- **Problem**: Reproduce the data below word for word, keeping every line in its original order.

- **Supplied information**:
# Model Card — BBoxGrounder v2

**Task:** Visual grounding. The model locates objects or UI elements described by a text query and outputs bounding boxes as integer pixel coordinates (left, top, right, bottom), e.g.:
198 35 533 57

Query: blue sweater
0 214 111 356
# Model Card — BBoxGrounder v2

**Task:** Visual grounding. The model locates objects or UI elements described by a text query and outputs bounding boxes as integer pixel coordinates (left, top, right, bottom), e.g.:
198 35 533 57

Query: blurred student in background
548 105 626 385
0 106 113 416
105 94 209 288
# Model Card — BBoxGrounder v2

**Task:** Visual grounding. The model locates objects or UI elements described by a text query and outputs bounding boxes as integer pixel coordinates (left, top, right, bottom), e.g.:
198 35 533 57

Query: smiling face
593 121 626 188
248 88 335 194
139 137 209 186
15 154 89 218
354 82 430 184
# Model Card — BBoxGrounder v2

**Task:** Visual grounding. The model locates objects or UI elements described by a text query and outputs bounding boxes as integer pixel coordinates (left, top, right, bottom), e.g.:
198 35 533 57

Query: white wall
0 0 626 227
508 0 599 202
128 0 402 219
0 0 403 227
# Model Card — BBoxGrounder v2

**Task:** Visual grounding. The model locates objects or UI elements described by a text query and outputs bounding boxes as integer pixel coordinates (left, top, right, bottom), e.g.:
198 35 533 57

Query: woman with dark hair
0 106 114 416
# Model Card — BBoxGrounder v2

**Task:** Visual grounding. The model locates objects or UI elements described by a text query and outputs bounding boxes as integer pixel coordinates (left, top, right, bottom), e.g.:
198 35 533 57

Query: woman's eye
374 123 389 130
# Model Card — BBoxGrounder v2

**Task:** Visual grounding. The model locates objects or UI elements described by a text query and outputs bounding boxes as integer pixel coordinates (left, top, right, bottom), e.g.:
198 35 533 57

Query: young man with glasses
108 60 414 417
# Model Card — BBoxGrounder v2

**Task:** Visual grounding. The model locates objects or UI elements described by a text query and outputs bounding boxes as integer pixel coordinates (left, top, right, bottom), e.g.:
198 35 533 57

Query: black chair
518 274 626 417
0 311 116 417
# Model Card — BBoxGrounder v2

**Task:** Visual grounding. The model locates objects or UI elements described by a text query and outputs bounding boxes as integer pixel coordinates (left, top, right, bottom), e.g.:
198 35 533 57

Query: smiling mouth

- **Correct result**:
# Model Card — BBoxGrounder v2

**Task:** Visual grounding. The model locates objects or UI elements described by a text query and outputs bounding boxes as integer pixel coordinates (left, top, right, bottom), e.g.:
198 35 533 57

Query: blue sweater
0 214 111 356
# Model Card — BBoxGrounder v2

**Task:** Visual grounding. The model locates objects or UI elements described by a text query and outputs bounding boxes as integer pixel coordinates (left, top, right, bottom), e.g.:
198 35 533 57

Query: blurred student in background
548 105 626 385
0 106 113 416
105 94 209 288
# Model Card — BBoxGrounder v2

**Task:** Visual grounding. The model locates objects or UI elements described by a text query and outputs bounding boxes as integer pixel coordinates (left, top, right, bottom), e.g.:
198 35 533 57

Query: smiling face
593 121 626 188
248 88 335 194
139 137 209 186
15 154 89 218
354 82 430 184
# Model Card — BBoxGrounder v2

**Task:** Visual grounding. The model locates objects or UI elements described by a text query and outputs bounding boxes as integer pixel coordinates (left, top, right, bottom), e.g.:
198 35 533 57

Query: white wall
0 0 626 227
508 0 599 202
128 0 402 219
0 0 403 227
# Model Card — BBoxGrounder v2

**Task:** Visual grounding. The model locates objects or UI elements described by a text query and outputs bounding boxes as integer pixel coordinates (left, top, right, bottom), e.g.:
198 35 533 57

Query: woman with dark hair
0 106 114 416
# Model Card — BBoxGrounder v2

**Task:** Visual grounding. The model locates objects or UI elements described by a text query and outputs bounding boxes as integer pixel coordinates (left, top, right, bottom), e.g.:
198 35 533 57

Query: woman's eye
374 123 389 130
# Model Card — BBoxGrounder v2

**Task:** Visual grounding. The model locates objects or UI elements described by a text query and outputs bounding boxes as integer pixel coordinates (left, top, right, bottom), e.g.:
198 35 533 57

Query: young man with glasses
108 60 414 417
# Model Card — BBoxGrounder v2

**Task:** Visual grounding. The model locates objects or UI elements described by a text query and outputs bounding boxes as integer pixel coordinates (left, top, right, bottom), e.g.:
198 35 533 57

Query: black chair
518 274 626 417
0 311 116 417
# Model Card — BBoxGrounder v2

**Task:** Visual grounding. The model locates objects or UI elements described by a text query and outputs bounding boxes as integer pixel coordinates (left, top, right, bottom), e.g.:
198 35 533 57

Query: smiling mouth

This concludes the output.